Personal reflection on the People’s Climate March: Anne Sensenig

rsz_20140921_nyc_-_anne_at_start_of_march_-_copy“I am not a march ‘junkie’ – more of a homebody. But when the issues become urgent enough on moral, spiritual and civic grounds, I feel compelled to take to the streets to vote with my body.”


By Anne Sensenig, Community Mennonite Church, Lancaster, Pennsylvania

I am affiliated with Community Mennonite Church of Lancaster (CMCL) and the Lancaster Citizens’ Climate Lobby (CCL). Together they created the impetus for me to sign up for this march. I’ve been on the CCL mailing list for some months, but before the march, the only thing I’d done was write letters to Congress and the President a couple of times.

I am not a march “junkie” – more of a homebody. But when the issues become urgent enough on moral, spiritual and civic grounds, I feel compelled to take to the streets to vote with my body.

I had decided New York City was too far, the cost for the bus too much; and besides, my Sunday would be shot. But a few days before the event, a young member of CMCL organized a viewing of the documentary “Disruption” about climate change and the reasons organizers felt participation in the People’s Climate March on September 21 was critical. I felt convicted.

Over the past 5 to 10 years, while living in New Mexico, the issue of climate change had gone from a blip on my radar to being what I consider the most critical issue facing humans – and in fact all plant and animal life – today, an issue that will be at the root of many other concerns, moving forward.  Yet, looking at my life, you probably wouldn’t have guessed this to be one of my highest priorities. I decided I’d better let my feet do some talking. Happily, the willingness of another song leader to cover my Sunday morning duties allowed me to take the trip.

+ + + + +

- _Stated problem 1_:
Answer these questions about the reflection on the People's Climate March.
(a) Which two groups together created the impetus for the writer to sign up for the march?
(b) What was the title of the documentary shown a few days before the event?
(c) Where was the writer living over the past 5 to 10 years?
- _Stated problem 2_:
State whether each statement agrees with the reflection on the People's Climate March. Answer yes or no, and quote the words of the reflection that decide it.
(a) Before the march, the writer had written letters to Congress and the President.
(b) The writer considers going to marches a regular habit.
(c) The People's Climate March was held on September 21.
- _Stated problem 3_:
Carry the reflection on the People's Climate March forward from its last sentence.

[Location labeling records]
+ + + + +

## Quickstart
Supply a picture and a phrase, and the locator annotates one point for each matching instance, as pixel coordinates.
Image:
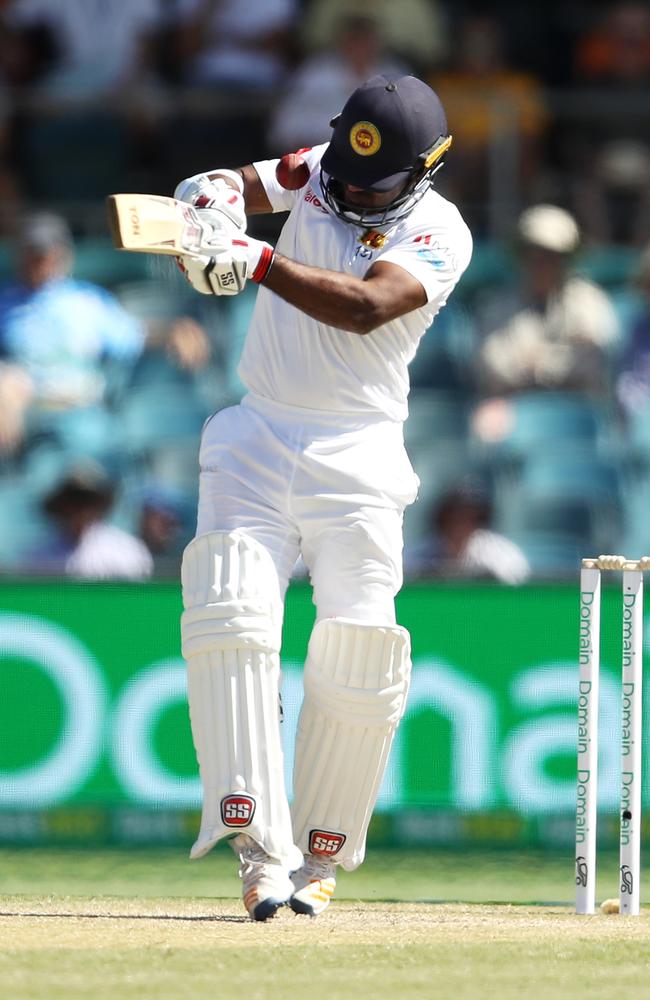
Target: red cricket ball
(292, 172)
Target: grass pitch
(135, 925)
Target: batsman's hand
(218, 195)
(226, 271)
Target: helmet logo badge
(365, 138)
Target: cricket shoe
(314, 886)
(267, 885)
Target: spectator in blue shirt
(58, 338)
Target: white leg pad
(356, 684)
(230, 632)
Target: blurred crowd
(530, 415)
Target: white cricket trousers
(332, 487)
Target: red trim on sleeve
(263, 265)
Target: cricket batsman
(312, 463)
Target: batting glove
(216, 195)
(226, 271)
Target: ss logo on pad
(237, 810)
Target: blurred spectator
(162, 526)
(462, 543)
(58, 335)
(87, 546)
(234, 44)
(76, 49)
(555, 330)
(68, 348)
(414, 30)
(633, 386)
(608, 145)
(231, 57)
(497, 117)
(319, 88)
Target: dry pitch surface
(118, 947)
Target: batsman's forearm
(340, 300)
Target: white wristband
(260, 256)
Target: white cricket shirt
(298, 361)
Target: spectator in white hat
(556, 330)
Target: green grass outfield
(151, 924)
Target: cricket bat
(151, 223)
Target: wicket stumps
(631, 731)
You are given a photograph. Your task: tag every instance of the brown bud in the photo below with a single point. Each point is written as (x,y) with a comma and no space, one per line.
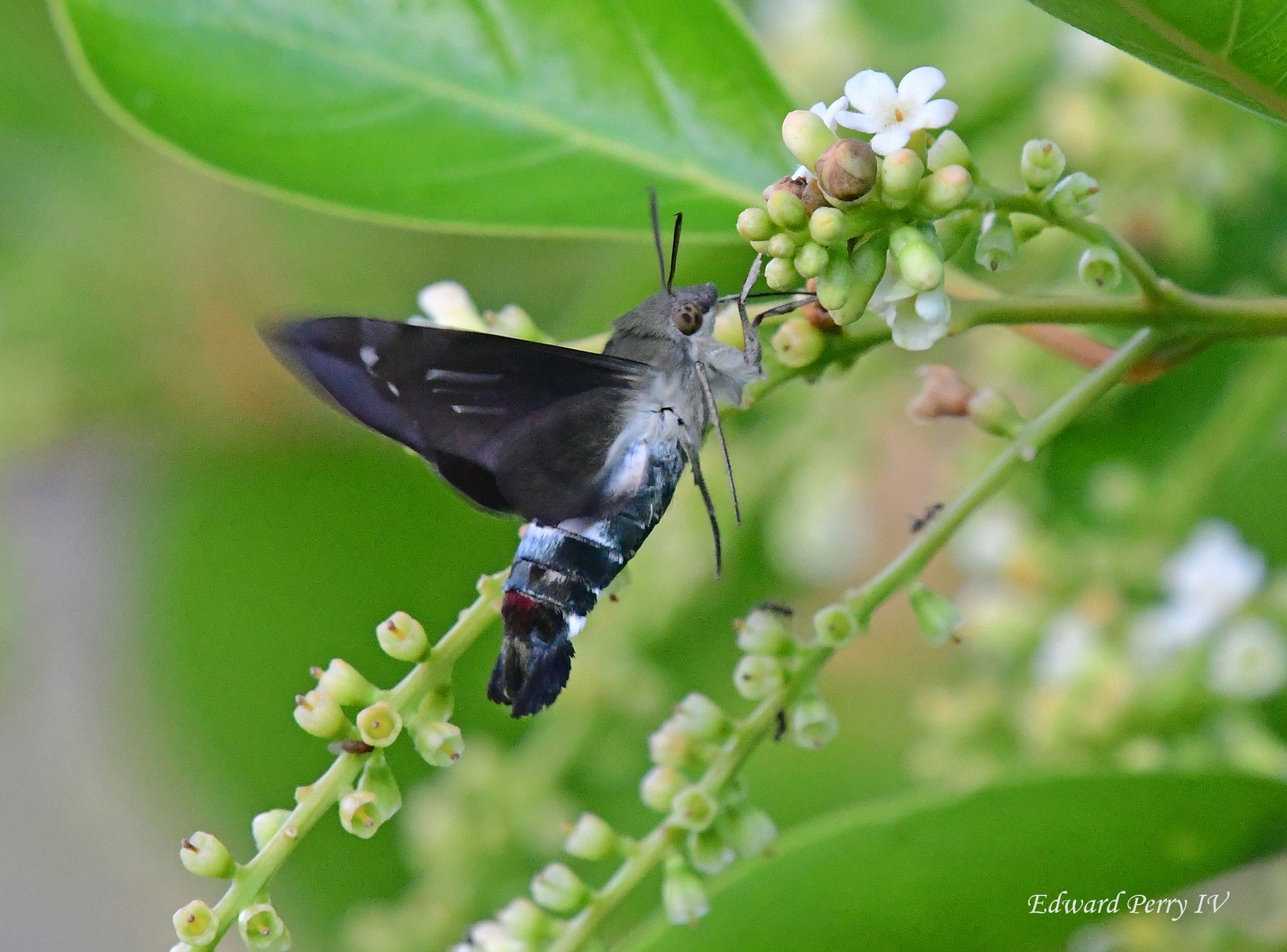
(847,170)
(814,197)
(944,394)
(787,182)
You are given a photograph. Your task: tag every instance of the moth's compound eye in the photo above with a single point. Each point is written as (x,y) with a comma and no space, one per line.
(688,318)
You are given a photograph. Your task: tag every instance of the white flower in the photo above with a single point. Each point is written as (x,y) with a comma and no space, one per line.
(1067,650)
(1206,580)
(1215,573)
(447,304)
(1249,660)
(893,115)
(828,113)
(915,319)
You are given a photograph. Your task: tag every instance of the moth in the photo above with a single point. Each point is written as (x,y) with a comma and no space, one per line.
(587,448)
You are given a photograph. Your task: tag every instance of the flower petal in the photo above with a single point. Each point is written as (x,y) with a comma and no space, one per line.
(890,141)
(934,307)
(860,123)
(869,90)
(921,84)
(936,115)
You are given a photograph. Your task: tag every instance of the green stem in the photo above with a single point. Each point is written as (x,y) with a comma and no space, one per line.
(761,723)
(254,876)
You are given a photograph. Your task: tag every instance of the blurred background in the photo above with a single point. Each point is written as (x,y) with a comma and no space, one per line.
(184,530)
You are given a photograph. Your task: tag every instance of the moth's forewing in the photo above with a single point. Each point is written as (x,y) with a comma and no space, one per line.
(515,426)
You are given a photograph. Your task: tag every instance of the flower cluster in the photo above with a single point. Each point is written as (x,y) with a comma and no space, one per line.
(1088,665)
(708,822)
(879,204)
(365,806)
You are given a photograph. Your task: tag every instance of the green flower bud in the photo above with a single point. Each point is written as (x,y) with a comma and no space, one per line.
(749,830)
(806,136)
(937,617)
(493,937)
(402,637)
(702,718)
(834,626)
(787,210)
(524,920)
(556,888)
(1075,197)
(995,250)
(900,178)
(921,266)
(944,191)
(344,683)
(708,852)
(1100,266)
(659,786)
(265,825)
(263,931)
(780,275)
(781,245)
(360,814)
(814,723)
(1026,227)
(379,725)
(513,321)
(994,414)
(318,714)
(955,229)
(438,742)
(755,226)
(797,343)
(827,226)
(673,747)
(948,150)
(205,856)
(438,704)
(836,283)
(763,633)
(847,170)
(868,264)
(196,924)
(757,677)
(379,779)
(811,259)
(694,808)
(1042,164)
(683,896)
(591,839)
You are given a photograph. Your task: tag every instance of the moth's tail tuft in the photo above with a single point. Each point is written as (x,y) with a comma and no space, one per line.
(536,657)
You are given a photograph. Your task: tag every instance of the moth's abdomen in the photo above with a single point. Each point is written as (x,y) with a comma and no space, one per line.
(556,579)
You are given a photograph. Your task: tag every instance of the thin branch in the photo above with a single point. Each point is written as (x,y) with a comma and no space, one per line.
(761,723)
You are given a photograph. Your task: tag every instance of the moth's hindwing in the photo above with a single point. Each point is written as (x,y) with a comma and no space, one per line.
(515,426)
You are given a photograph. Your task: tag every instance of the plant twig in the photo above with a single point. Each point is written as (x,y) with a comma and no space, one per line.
(761,723)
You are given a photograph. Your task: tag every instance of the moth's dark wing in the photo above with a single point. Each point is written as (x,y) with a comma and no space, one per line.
(515,426)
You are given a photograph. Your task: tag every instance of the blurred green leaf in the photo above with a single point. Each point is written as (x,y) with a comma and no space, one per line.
(1233,48)
(535,116)
(909,872)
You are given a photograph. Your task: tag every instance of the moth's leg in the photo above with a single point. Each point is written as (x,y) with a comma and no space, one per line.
(751,348)
(715,419)
(690,454)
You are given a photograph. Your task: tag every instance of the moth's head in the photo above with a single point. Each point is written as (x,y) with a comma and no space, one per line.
(687,312)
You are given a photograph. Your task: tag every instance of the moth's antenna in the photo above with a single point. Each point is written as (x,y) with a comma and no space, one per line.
(657,236)
(715,417)
(706,498)
(675,248)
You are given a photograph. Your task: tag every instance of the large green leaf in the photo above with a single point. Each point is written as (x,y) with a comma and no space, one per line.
(926,874)
(523,116)
(1233,48)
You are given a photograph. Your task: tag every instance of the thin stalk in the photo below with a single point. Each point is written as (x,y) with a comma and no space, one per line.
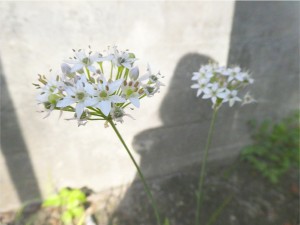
(111,70)
(146,187)
(203,167)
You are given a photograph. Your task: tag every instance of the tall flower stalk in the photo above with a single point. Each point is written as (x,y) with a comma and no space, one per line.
(94,86)
(220,85)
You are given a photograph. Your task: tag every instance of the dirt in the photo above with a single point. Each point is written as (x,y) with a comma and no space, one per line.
(251,200)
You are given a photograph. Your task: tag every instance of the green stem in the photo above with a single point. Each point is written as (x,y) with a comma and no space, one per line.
(203,167)
(146,187)
(111,70)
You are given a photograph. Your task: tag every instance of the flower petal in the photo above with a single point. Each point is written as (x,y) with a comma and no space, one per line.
(135,101)
(79,109)
(76,67)
(115,85)
(65,102)
(105,107)
(117,99)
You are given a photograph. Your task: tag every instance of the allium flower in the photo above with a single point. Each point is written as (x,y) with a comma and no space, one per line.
(122,58)
(82,60)
(220,84)
(80,93)
(104,95)
(92,95)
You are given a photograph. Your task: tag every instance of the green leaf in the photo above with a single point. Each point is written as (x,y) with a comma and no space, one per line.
(77,212)
(166,222)
(66,217)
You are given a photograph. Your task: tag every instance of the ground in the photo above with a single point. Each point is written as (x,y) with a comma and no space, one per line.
(251,200)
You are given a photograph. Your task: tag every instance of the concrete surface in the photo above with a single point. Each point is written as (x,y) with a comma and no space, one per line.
(39,155)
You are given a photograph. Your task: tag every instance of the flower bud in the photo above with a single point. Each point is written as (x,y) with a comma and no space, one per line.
(65,68)
(134,73)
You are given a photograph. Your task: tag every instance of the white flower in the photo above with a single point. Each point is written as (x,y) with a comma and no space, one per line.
(201,86)
(79,94)
(213,92)
(248,99)
(50,92)
(236,74)
(134,73)
(82,60)
(104,95)
(122,58)
(231,97)
(117,113)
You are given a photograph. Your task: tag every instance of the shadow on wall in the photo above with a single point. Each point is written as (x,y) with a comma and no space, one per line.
(264,40)
(14,149)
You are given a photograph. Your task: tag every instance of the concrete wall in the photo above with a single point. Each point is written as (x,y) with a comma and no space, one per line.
(38,155)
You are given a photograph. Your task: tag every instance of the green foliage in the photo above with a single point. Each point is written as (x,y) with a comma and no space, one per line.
(71,202)
(167,221)
(276,147)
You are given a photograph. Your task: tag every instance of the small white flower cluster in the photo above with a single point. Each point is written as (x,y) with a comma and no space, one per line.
(85,88)
(221,84)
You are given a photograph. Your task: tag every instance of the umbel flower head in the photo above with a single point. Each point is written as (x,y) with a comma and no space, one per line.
(95,86)
(221,84)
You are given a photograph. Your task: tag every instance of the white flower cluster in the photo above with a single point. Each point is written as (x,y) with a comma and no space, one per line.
(221,84)
(96,86)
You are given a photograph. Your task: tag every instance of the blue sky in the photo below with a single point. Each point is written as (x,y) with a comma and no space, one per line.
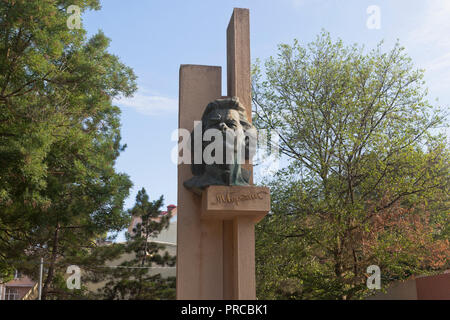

+ + + + +

- _Task answer 1_:
(a) Community Mennonite Church of Lancaster (CMCL) and the Lancaster Citizens' Climate Lobby (CCL)
(b) "Disruption"
(c) New Mexico

- _Task answer 2_:
(a) Yes: "the only thing I’d done was write letters to Congress and the President a couple of times."
(b) No: "I am not a march “junkie” – more of a homebody."
(c) Yes: "the People’s Climate March on September 21"

- _Task answer 3_:
The People’s Climate March was an amazing spectacle, a huge street festival, a study in human variety and creative expression. Taking in the sights and sounds as I wandered up and down the sidelines and walked in the midst of the masses, I felt a bit like an anthropological tourist.

It wasn’t until 12:58 p.m., at the signal for the planned moment of silence, that I was viscerally grounded in the reason we were all there: to remember the gravity of the issue at hand, and mourn the damage already done and the serious impacts still to come, even if we commit now to begin the transformation from fossil fuels to renewable energy. That full moment of stillness in the heart of Manhattan – more than 300,000 people with their arms raised – unified in their love for this earth and concern about the destruction of the profusion of her life forms, brought a sudden tear to my eyes.

Photo: Anne Sensenig at the People’s Climate March in New York City, September 21, 2014.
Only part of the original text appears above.